Verilen Metin.
━━━━━━━━━━━━━━━━━━━━━━━━━━━━━━

FREDERIKE GEERDINK
Bu sözlerime kulak verin: Yakında, Selahattin Demirtaş için ‘Kürt sorununun çözümünde barışçıl yolları kat etmek yerine şiddeti tercih ediyor’ diye yazacak ‘uzmanlar’ çıkacak ortaya.
Ne de olsa Demirtaş halka kendi güvenliğini sağlaması yönünde bir çağrıda bulunmadı mı?
Hiçbir şey bilmeyen o kadar çok kişi var ki
Demirtaş’ın sözlerini, niyetini bilerek isteyerek ve ahmakça çarpıtanlar, elbette bunu HDP’yi yıpratmak için yapıyor. Tıpkı havuz medyasının yaptığı gibi…
Demirtaş’ın şiddet çağrısında bulunduğunu yazanlar aslında bunun hiç de doğru olmadığının farkında. Gördüğünüz gibi, hele konu Türkiye’de Kürt meselesi olduğunda uzman olduğunu düşünen, ama aslında hiçbir şey bilmeyen o kadar çok kişi var ki.
Gelin size Kürt hareketinin, Türkiye’de nasıl değerlendirilmesi, konunun uzmanlarının nasıl ele alınması gerektiğine dair rehberlik edeyim; sonrasında bakalım onları ne kadar ciddiye alacaksınız.

━━━━━━━━━━━━━━━━━━━━━━━━━━━━━━

Veri Girdileri.
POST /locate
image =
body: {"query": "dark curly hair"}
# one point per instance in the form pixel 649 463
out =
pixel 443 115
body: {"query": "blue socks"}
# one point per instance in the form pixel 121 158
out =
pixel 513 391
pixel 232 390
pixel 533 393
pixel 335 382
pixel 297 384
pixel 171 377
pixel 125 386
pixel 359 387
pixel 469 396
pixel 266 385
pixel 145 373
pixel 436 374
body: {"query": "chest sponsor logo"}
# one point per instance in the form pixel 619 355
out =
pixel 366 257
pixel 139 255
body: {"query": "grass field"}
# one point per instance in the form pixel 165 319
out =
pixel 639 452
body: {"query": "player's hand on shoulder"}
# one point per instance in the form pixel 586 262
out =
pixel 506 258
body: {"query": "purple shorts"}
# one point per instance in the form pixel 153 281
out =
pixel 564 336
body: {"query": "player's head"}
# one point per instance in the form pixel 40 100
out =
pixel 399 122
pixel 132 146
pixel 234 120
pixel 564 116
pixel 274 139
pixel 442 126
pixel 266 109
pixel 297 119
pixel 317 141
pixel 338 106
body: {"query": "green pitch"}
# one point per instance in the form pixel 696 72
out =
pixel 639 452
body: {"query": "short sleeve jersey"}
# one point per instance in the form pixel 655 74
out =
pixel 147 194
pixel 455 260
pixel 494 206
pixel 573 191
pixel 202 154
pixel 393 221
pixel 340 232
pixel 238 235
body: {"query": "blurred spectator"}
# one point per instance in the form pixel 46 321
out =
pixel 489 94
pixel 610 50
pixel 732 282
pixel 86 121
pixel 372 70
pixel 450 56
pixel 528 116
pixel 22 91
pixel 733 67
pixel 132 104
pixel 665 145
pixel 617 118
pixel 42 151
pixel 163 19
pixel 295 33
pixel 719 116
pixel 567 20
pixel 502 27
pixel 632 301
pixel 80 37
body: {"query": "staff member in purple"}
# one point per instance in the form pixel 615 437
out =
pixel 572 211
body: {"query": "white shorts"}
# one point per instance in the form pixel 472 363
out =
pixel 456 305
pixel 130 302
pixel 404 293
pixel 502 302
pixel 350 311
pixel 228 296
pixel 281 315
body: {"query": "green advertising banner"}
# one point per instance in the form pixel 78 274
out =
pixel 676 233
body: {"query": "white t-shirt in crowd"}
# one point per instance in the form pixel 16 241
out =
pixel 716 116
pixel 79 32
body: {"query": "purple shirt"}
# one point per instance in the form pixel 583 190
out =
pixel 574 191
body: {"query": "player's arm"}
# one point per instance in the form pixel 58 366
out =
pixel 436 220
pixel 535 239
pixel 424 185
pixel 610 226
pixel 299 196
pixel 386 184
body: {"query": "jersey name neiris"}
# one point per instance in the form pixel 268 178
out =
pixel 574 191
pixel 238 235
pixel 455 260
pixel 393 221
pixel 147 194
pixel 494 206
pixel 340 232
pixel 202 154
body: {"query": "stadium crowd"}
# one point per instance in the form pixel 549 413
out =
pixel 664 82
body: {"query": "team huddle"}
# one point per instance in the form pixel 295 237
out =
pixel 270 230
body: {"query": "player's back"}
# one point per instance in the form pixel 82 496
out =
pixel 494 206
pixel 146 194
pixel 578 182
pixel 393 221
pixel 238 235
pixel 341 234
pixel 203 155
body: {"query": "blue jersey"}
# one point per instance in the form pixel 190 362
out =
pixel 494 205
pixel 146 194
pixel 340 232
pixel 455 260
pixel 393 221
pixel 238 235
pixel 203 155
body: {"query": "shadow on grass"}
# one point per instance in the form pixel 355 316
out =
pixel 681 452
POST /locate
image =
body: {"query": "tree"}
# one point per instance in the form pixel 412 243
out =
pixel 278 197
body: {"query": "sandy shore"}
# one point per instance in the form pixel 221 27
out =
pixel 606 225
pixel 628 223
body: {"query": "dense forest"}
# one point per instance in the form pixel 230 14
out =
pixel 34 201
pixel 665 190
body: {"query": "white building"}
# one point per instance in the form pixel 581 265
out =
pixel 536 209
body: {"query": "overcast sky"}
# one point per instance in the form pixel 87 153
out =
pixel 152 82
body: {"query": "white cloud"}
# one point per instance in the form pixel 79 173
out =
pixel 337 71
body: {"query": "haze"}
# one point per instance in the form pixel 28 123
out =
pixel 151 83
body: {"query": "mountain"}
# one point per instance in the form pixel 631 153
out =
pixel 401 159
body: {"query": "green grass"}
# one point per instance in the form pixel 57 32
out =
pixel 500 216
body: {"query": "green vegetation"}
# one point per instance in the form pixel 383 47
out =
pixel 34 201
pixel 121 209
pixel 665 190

━━━━━━━━━━━━━━━━━━━━━━━━━━━━━━

Alıştırma Gereksinimleri.
a) Demirtaş hakkındaki yazıda adı geçen bütün kişileri ve siyasi partileri sıralayın.
b) Demirtaş hakkındaki yazıyı kaldığı yerden devam ettirin.

Görev Çıktıları.
a) Frederike Geerdink, Selahattin Demirtaş, HDP

b)
Aslında çok kolay: Eğer Kürt hareketini derinden parçalanmış gibi gösteriyorlarsa yazdıkları saçmalıktır ki bunu seve seve yapıyor olabilirler ya da bundan daha iyisini nasıl yapacaklarını bilmiyorlardır.
Yakın zamanda birçok bariz örneğe rastladım.
Demirtaş ne dedi?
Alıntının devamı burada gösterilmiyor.